10- Bir şey koklamak: Ata r.a.’den; “Bir şey koklamak orucu bozmaz.”
ORUCU BOZAN ŞEYLER
1- Kasden (bilerek) yeme ve içme.
Unutana, hata ile veya zorla orucunu açana bir şey gerekmez, hadiste: ( Allâh, ümmetimi hata, unutma ve zorlandıkları şeyde sorumlu kılmayacaktır )
Hata ile yemek yiyen oruçlunun, Allâh’ın onu doyurduğunu bilmesi gerekir. Hadiste: (Unutarak yer ve içerse, orucunu tamamlasın, gerçekten onu Allâh yedirip içirmiştir.)
2- Cima yapma.
3- Kasden (bilerek) kusma :
Allâh Resûlü (s.a.s.) şöyle buyurur: (Kime kusma galebe çalarsa, üzerine kazâ gerekmez. Kim de isteyerek kusarsa, kazâ etsin.)
4- Aybaşı ve nifas (lohusalık) kanı :
Kadın, gündüzün herhangi bir vaktinde ister evvelinde isterse sonunda olsun, aybaşı veya nifas kanını gördüğünde orucu bozulmuştur. Kazâ eder (kan gördüğü günler kadar ramazan sonrası tutar) eğer kanı görmesine rağmen oruç tutarsa bu farz olan orucun yerini doldurmaz.
Allâh Resûlü (s.a.s.) şöyle buyurur: (« Kadın, aybaşı kanı gördüğünde namaz kılmaz oruç tutmaz değil mi?» dediğinde, kadınlar da: « Evet » dediler. Allâh Resûlü (s.a.s.): «İşte bu da kadının dininin eksikliğindendir » buyurur.)

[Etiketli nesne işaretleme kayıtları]
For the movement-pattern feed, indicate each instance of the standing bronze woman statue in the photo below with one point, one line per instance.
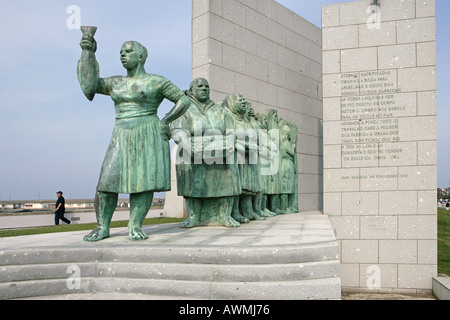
(137, 161)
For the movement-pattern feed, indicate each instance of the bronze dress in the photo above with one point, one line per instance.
(138, 156)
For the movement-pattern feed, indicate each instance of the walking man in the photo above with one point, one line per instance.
(60, 209)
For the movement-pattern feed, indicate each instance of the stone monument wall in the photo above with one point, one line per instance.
(273, 57)
(380, 164)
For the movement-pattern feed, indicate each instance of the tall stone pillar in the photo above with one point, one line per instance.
(380, 163)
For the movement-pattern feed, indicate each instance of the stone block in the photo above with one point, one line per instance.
(247, 86)
(398, 10)
(385, 35)
(256, 22)
(396, 203)
(346, 227)
(379, 179)
(199, 7)
(246, 40)
(427, 153)
(398, 56)
(276, 32)
(386, 274)
(221, 29)
(341, 180)
(356, 12)
(416, 30)
(234, 59)
(332, 156)
(361, 59)
(398, 251)
(233, 11)
(332, 203)
(377, 227)
(417, 79)
(427, 252)
(257, 68)
(345, 37)
(359, 251)
(360, 203)
(416, 276)
(417, 178)
(425, 8)
(417, 227)
(426, 54)
(426, 103)
(331, 61)
(331, 15)
(417, 128)
(333, 109)
(427, 202)
(199, 31)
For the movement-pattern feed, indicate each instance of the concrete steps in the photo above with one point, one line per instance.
(128, 271)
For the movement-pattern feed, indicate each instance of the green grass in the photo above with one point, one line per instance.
(444, 241)
(80, 227)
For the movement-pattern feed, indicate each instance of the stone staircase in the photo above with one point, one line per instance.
(305, 271)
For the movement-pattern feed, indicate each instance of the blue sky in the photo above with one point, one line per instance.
(53, 138)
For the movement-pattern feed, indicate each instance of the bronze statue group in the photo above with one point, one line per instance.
(232, 165)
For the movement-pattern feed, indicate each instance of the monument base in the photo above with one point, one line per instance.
(288, 257)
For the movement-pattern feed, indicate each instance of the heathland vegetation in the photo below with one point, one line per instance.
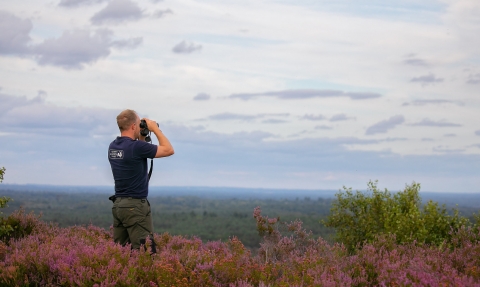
(381, 239)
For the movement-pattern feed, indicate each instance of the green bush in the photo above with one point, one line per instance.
(361, 217)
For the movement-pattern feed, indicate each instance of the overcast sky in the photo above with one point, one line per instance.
(275, 94)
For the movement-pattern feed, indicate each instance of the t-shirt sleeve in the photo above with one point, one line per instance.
(145, 150)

▶ **Görev gereksinimleri**
Oruç hakkındaki metnin "3- Kasden (bilerek)" sözleriyle başlayıp "kusarsa, kazâ etsin.)" sözlerine kadar süren kısmını hiç değiştirmeden geri verin. Yalnızca oruç hakkındaki metne dayanın.

▶ **Tamamlanmış alıştırma**
3- Kasden (bilerek) kusma :
Allâh Resûlü (s.a.s.) şöyle buyurur: (Kime kusma galebe çalarsa, üzerine kazâ gerekmez. Kim de isteyerek kusarsa, kazâ etsin.)